AIM A: According to the PostgreSQL exporter metrics text, which command-line flag configures custom user queries?
AIM B: Please carry the PostgreSQL exporter metrics text forward, starting right after its final line.

EXCERPTED TEXT:
==*==
User Queries Metrics

When custom user queries are configured via --extend.query-path (deprecated feature):

pg_exporter_user_queries_load_error

Type: Gauge Labels:
  • filename - Path to the user queries file
  • hashsum - SHA256 hash of the file contents
Description: Whether the user queries file was loaded and parsed successfully. Values:
  • 1 - User queries file failed to load or parse
  • 0 - User queries file loaded successfully
Use cases:
  • Detecting errors in custom query files
  • Verifying custom query deployments
  • Troubleshooting custom metrics
Example PromQL:
# Alert on user queries load error
pg_exporter_user_queries_load_error == 1

# Check which file failed
pg_exporter_user_queries_load_error{filename=~".+"} == 1

Monitoring Best Practices

Essential Alerts

Every PostgreSQL exporter deployment should monitor:
  1. Database connectivity:
    pg_up == 0
    
  2. Exporter health:
    pg_exporter_last_scrape_error == 1
    
  3. Collector failures:
    pg_scrape_collector_success == 0
    
  4. Slow scrapes:
    pg_exporter_last_scrape_duration_seconds > 10
    

Grafana Dashboard

Recommended panels for an exporter health dashboard:
  • Connection status: pg_up (stat panel)
  • Scrape duration: Graph of pg_exporter_last_scrape_duration_seconds
  • Error rate: Graph of rate(pg_exporter_last_scrape_error[5m])
==*==
Records:
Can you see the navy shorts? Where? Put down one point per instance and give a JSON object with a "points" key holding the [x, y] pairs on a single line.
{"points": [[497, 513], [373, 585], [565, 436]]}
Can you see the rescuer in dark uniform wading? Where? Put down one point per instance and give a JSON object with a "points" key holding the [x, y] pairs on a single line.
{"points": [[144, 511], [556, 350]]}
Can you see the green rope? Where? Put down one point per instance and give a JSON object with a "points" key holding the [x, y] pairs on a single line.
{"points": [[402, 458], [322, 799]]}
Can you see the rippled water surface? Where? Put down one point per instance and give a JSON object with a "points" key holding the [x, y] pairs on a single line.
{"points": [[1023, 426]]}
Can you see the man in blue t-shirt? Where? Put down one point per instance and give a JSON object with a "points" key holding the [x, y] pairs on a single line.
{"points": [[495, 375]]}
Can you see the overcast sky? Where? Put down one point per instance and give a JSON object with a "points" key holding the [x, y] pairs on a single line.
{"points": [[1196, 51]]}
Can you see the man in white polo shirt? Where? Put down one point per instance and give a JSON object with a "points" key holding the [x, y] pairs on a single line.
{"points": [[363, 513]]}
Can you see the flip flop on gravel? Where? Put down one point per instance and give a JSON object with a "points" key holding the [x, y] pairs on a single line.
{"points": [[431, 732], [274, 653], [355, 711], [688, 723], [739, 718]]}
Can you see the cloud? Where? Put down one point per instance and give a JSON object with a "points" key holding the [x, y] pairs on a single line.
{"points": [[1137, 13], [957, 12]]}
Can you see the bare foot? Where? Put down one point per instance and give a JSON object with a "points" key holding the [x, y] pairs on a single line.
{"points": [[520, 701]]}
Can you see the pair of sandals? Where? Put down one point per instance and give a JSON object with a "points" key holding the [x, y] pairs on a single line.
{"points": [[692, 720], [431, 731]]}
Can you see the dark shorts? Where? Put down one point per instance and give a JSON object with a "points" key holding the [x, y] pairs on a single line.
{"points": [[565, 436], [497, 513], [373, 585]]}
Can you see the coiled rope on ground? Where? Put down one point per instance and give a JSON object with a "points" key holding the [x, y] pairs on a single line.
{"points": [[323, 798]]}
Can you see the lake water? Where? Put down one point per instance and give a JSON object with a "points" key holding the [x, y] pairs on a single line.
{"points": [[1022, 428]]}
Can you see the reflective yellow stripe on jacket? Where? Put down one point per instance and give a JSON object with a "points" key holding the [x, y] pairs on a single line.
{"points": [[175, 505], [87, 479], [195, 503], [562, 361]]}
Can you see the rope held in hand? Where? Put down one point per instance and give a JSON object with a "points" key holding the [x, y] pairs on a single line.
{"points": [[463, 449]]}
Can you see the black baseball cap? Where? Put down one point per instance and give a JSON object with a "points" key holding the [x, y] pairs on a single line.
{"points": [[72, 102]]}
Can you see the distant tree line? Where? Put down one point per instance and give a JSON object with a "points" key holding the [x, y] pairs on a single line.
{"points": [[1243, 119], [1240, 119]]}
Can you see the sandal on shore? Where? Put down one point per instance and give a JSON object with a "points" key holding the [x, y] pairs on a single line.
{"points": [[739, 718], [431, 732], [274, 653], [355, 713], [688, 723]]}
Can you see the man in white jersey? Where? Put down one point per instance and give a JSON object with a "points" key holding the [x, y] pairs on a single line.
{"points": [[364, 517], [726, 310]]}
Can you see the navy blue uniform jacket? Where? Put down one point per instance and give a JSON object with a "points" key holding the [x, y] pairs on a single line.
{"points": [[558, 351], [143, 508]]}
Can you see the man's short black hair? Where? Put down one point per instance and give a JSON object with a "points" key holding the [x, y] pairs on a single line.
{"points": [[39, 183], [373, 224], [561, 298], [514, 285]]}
==*==
RESPONSE A: --extend.query-path

RESPONSE B:
  • Collector performance: Table showing pg_scrape_collector_duration_seconds by collector
  • Collector health: Heatmap of pg_scrape_collector_success by collector over time

Debugging Exporter Issues

When pg_scrape_collector_success == 0 for a collector:
  1. Check exporter logs for detailed error messages
  2. Verify PostgreSQL permissions:
    -- Check if monitoring user has required permissions
    SELECT * FROM pg_roles WHERE rolname = 'postgres_exporter';
    
  3. Test collector queries manually using psql
  4. Verify PostgreSQL version compatibility for the collector
  5. Check if required extensions are installed:
    SELECT * FROM pg_extension;
    

Metric Retention and Cardinality

Exporter self-metrics have low cardinality:
  • Connection metrics: 1 timeseries per exporter instance
  • Scrape metrics: 1 timeseries per exporter instance
  • Collector metrics: ~10-20 timeseries per exporter instance (depends on enabled collectors)
  • Config metrics: 1-2 timeseries per exporter instance
Total: ~15-25 timeseries per exporter instance for self-monitoring.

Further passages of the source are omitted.